Action item: Every entry must be given again exactly as it is written.

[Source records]
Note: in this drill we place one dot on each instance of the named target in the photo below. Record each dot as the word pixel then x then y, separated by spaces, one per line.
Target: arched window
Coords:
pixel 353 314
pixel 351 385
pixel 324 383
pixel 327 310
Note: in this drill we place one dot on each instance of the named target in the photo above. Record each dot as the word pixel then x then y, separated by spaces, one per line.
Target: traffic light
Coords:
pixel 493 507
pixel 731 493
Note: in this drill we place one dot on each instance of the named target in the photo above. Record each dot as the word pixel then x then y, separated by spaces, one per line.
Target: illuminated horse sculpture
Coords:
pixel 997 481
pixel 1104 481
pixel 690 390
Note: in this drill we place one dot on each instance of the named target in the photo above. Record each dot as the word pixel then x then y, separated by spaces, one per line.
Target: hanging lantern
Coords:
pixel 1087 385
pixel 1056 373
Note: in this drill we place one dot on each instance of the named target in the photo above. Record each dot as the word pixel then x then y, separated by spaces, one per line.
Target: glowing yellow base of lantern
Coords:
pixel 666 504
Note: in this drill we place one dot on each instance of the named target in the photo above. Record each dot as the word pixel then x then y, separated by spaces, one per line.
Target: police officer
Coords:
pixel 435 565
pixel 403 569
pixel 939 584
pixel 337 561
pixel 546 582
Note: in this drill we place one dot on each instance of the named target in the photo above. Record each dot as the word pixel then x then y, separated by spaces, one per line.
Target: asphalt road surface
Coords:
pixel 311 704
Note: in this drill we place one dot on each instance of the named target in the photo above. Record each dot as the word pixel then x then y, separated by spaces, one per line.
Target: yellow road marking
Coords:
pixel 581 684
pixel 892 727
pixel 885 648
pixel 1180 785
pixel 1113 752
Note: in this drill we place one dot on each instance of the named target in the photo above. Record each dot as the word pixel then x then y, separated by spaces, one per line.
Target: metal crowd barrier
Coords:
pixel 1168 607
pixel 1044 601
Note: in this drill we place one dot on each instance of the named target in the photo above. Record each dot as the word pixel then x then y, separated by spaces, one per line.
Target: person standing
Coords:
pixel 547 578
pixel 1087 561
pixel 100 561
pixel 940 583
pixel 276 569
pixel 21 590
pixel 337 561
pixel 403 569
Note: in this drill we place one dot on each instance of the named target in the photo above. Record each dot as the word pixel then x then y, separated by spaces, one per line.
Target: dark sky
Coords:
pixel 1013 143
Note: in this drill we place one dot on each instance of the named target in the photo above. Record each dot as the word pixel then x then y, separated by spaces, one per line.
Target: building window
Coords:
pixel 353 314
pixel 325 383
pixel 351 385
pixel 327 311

Solution for this problem:
Note: in this drill we place one dot on each instance of the named target in the photo below. Record each dot as the word pixel then x then y, separated by spaces, one per line.
Target: arched window
Coords:
pixel 353 314
pixel 351 385
pixel 324 383
pixel 327 310
Note: in this drill we place one dot on each instance of the named target in the photo above. Record each dot as the word pixel then x then y, separated by spaces, one per line.
Target: traffic light
Coords:
pixel 493 507
pixel 731 493
Note: in this drill we place one dot on each instance of the named target in the photo above. Record each dot as the word pixel then x then y, separated by spaces, one per line.
Target: illuminated horse sculpture
Coords:
pixel 997 481
pixel 1104 481
pixel 690 390
Note: in this drill we place one dot on each instance of the named target in the photo above. Record each dot as the word pixel then x then y, separated by spaces, one per line.
Target: hanging lantern
Coords:
pixel 1087 385
pixel 1056 373
Note: in this drill we place one dot on each instance of the named target in the photo above. Record each dot as the word pixel then x then y, separated by spaces, one per line.
Target: glowing yellow base of lantern
Coords:
pixel 666 504
Note: in this drill we place one dot on each instance of the named target in the photo above. Record each dot as the word pixel then x then y, separated by spaces, one per line.
Target: police officer
Coords:
pixel 435 565
pixel 403 569
pixel 939 584
pixel 337 561
pixel 546 582
Note: in this drill we place one dot on each instance of the named target in the photo above. Record each dot as the word pixel then x then y, separated by spaces, one per line.
Target: asphalt road surface
Coords:
pixel 311 704
Note: in this drill we place one dot on each instance of the named target in the photo above. Record each dot as the word pixel then x then y, separated by spaces, one per line.
Target: yellow road marking
Coords:
pixel 581 684
pixel 892 727
pixel 885 648
pixel 1180 785
pixel 1113 752
Note: in this drill we place one dot on each instance of the named target in the photo above. Record each dot as the word pixel then x then y, separated by spaces, one per line.
Target: metal crowd barrier
Coords:
pixel 1168 607
pixel 1044 601
Note: in this drill we place one dot on each instance of the named target in the photo above. Record each dot as the word pixel then x then y, separated by spaces, one per line.
Target: person standing
Coords:
pixel 547 578
pixel 1087 561
pixel 100 561
pixel 940 583
pixel 276 569
pixel 21 590
pixel 337 561
pixel 403 569
Note: in this drill we place one dot on each instance of the named target in the photo above. Record each dot as the word pixel then x then y, separated by spaces, one per line.
Target: dark sky
Coords:
pixel 1013 143
Note: in this drill we place one dot on each instance of the named target in the photo above. Record each dot as the word pixel then x then y, separated by spaces, one per line.
Target: building window
Coords:
pixel 353 314
pixel 325 383
pixel 351 385
pixel 327 311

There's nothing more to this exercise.